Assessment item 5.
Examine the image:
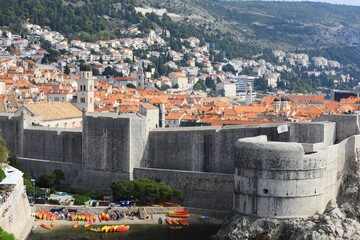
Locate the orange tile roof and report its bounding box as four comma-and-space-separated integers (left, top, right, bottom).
165, 112, 185, 120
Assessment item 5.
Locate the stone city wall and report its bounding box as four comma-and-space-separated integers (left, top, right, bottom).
18, 157, 82, 185
22, 128, 82, 163
314, 115, 360, 143
148, 124, 289, 174
134, 167, 234, 210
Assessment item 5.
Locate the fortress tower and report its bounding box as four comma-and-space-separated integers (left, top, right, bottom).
75, 64, 94, 112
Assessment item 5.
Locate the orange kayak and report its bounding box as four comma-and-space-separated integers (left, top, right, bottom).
118, 225, 130, 232
172, 219, 179, 225
178, 219, 189, 226
73, 221, 79, 228
84, 221, 92, 228
165, 218, 172, 225
40, 223, 52, 230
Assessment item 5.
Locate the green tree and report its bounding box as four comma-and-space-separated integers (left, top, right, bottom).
0, 138, 8, 165
112, 178, 182, 204
193, 80, 207, 91
92, 68, 100, 76
53, 169, 64, 186
64, 65, 70, 75
205, 77, 215, 90
0, 169, 5, 181
254, 77, 268, 91
0, 227, 15, 240
37, 172, 56, 188
222, 63, 237, 74
74, 195, 89, 205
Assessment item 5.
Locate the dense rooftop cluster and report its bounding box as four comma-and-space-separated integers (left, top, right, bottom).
0, 23, 356, 127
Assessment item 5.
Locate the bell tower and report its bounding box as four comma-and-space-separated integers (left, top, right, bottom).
75, 64, 94, 112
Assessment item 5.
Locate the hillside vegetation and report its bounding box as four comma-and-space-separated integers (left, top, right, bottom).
1, 0, 360, 65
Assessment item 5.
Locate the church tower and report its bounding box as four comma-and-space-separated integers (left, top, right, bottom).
75, 64, 94, 112
138, 61, 145, 89
245, 82, 253, 105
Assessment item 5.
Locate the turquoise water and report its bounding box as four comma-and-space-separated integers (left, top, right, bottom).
28, 224, 220, 240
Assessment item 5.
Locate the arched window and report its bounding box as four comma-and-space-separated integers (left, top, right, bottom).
84, 85, 86, 91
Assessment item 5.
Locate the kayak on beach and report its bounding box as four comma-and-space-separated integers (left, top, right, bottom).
89, 225, 130, 233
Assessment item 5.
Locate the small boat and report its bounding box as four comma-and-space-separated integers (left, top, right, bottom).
73, 221, 79, 228
40, 223, 52, 230
50, 221, 55, 229
84, 221, 92, 228
90, 227, 101, 233
158, 217, 163, 224
165, 218, 173, 225
118, 225, 130, 232
168, 225, 182, 230
178, 219, 189, 226
91, 225, 129, 233
199, 216, 209, 221
172, 219, 180, 225
168, 210, 189, 218
102, 226, 110, 233
163, 202, 181, 207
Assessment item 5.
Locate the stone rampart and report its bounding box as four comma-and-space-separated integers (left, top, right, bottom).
18, 157, 82, 185
72, 113, 148, 189
22, 128, 82, 163
2, 110, 360, 215
148, 124, 289, 174
314, 115, 360, 143
0, 114, 23, 155
290, 121, 336, 148
134, 167, 234, 210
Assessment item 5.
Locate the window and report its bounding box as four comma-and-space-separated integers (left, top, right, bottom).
80, 97, 85, 103
263, 189, 269, 194
54, 97, 59, 101
84, 85, 86, 91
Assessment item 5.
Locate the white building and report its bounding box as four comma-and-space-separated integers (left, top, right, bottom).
216, 82, 236, 97
168, 72, 188, 91
229, 75, 256, 93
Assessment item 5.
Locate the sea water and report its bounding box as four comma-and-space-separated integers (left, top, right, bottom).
28, 224, 220, 240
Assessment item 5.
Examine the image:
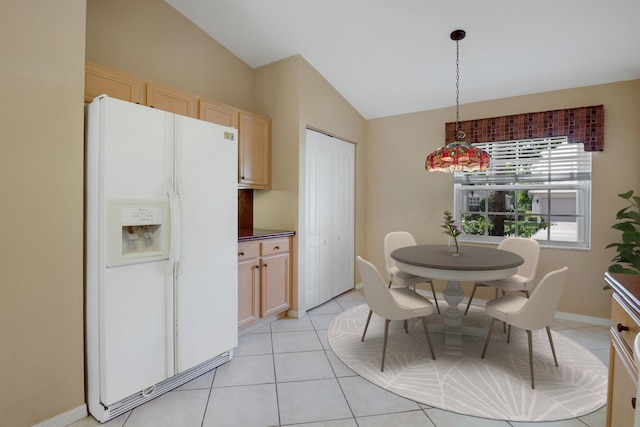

+ + + +

### Description of the task
Keep the pictures out of the copy and write out the data exactly as it stands.

### Exercise answer
Assessment item 5.
Examine the image:
Locate the orange tile roof and report its bounding box as four comma-and-space-separated integers (left, top, right, bottom).
165, 112, 185, 120
Assessment item 5.
Locate the stone city wall and report its bounding box as four comma-and-space-separated integers (left, top, right, bottom).
18, 157, 82, 185
22, 128, 82, 163
314, 115, 360, 143
148, 124, 289, 174
134, 167, 234, 210
Assessment item 5.
Locate the fortress tower and report its bounding box as four comma-and-space-separated integers (left, top, right, bottom).
75, 64, 94, 112
Assessment item 5.
Locate the orange kayak and report its bounding box as four comma-and-space-separated integers (left, top, right, bottom).
118, 225, 130, 232
172, 219, 179, 225
178, 219, 189, 226
73, 221, 79, 228
84, 221, 92, 228
165, 218, 172, 225
40, 223, 52, 230
Assessment item 5.
Locate the green tree and report its bounding box as four comma-and-space-separated integers (left, top, right, bottom).
0, 138, 8, 165
112, 178, 182, 204
193, 80, 207, 91
92, 68, 100, 76
53, 169, 64, 186
64, 65, 70, 75
205, 77, 215, 90
0, 169, 5, 181
254, 77, 268, 91
0, 227, 15, 240
37, 172, 56, 188
222, 63, 237, 74
74, 195, 89, 205
Assessment item 5.
Locate the dense rooftop cluster and report its bounding box as four comma-and-space-separated integers (left, top, right, bottom).
0, 23, 356, 127
Assessment item 5.
Locate the bell tower and report its bounding box as four comma-and-space-separated integers (left, top, right, bottom).
75, 64, 94, 112
Assessment item 5.
Locate the hillside vegetation and report its bounding box as four comma-and-space-separated integers (left, top, right, bottom).
1, 0, 360, 65
Assessment item 5.
Locate the church tower and report its bounding box as four comma-and-space-separated integers (left, top, right, bottom).
75, 64, 94, 112
138, 61, 145, 89
245, 82, 253, 105
Assessment item 5.
Locate the turquoise water and report its bounding box as four comma-and-space-separated integers (left, top, right, bottom).
28, 224, 220, 240
Assessment item 5.
Locate the arched window and report its bounding box as four comma-and-space-separated integers (left, top, right, bottom).
84, 85, 86, 91
Assessment item 5.
Locate the kayak on beach and report its bounding box as four comma-and-space-separated integers (left, top, right, bottom).
89, 225, 130, 233
Assessment item 5.
Locate the small boat and report its bounding box as four comma-and-space-separated integers (left, top, right, bottom).
73, 221, 79, 228
40, 223, 52, 230
50, 221, 55, 229
84, 221, 92, 228
90, 227, 101, 233
158, 217, 163, 224
165, 218, 173, 225
118, 225, 130, 232
168, 225, 182, 230
178, 219, 189, 226
91, 225, 129, 233
199, 216, 209, 221
172, 219, 180, 225
168, 210, 189, 218
102, 226, 110, 233
163, 202, 181, 207
Assessment item 5.
Locate the stone rampart and report its bounding box as four comma-and-space-separated integers (left, top, right, bottom).
18, 157, 82, 185
72, 113, 148, 189
22, 128, 82, 163
2, 110, 360, 215
148, 124, 289, 174
314, 115, 360, 143
0, 114, 23, 155
290, 121, 336, 148
134, 167, 234, 210
Assessment item 5.
Locate the window and report its bounding box as four comma-and-space-separated integers (left, top, right, bottom).
80, 97, 85, 103
263, 189, 269, 194
54, 97, 59, 101
84, 85, 86, 91
Assessment item 5.
Locate the white building and report its bounding box as four comma-and-space-separated integers (left, top, right, bottom).
216, 82, 236, 97
168, 72, 188, 91
229, 75, 256, 93
Assessment item 5.
Locate the sea water and report its bounding box as four comma-and-space-separated integers (left, top, right, bottom).
28, 224, 220, 240
Assessment item 5.
Examine the image:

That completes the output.